Extract Start Marker
RCA air embolus post cardiac surgery.
Intrinsic dysfunction will show RV failure without elevated PAP (remember can have pseudonormal PAP with cor pulmonale and failing RV).
Assessment of contractility
Movement of RV free wall.
Annular longitudinal motion (TAPSE or TDI)
Fractional area change
Tei
Dp/dt
In practice RV contractility is assessed by eye-balling and tricuspid annular motion.
Management
Any RV dilatation reflects dysfunction.
A dilated RV should prompt extreme caution in fluid administration.
Some patients with mild to moderate RV dilatation and failure may tolerate fluid loading. The more severe it is the less likely they are to tolerate fluid. Paradoxical septal motion means no fluid should be given.
Failure to increase aortic VTI or SV with fluid or PLR with RV dilatation means no more fluid should be given.
Extract End Marker
In the text on right ventricular assessment, how is RV contractility assessed in practice? The rows have no connection to the text on right ventricular assessment.
Supplied data Start Marker
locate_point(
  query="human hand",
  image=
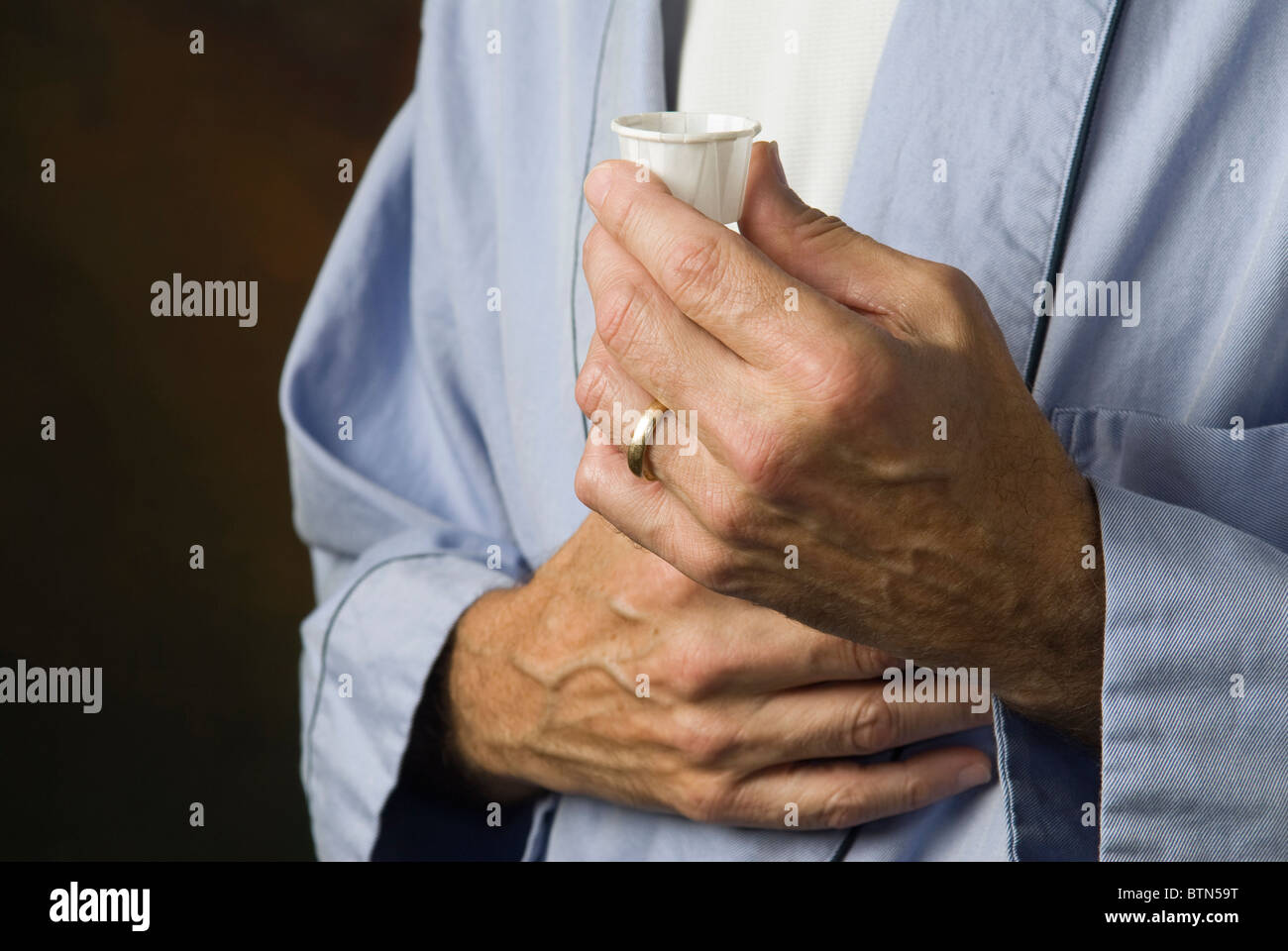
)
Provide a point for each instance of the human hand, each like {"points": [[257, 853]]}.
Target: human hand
{"points": [[820, 368], [743, 713]]}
Supplied data End Marker
__Solution to this problem__.
It is assessed by eye-balling and tricuspid annular motion.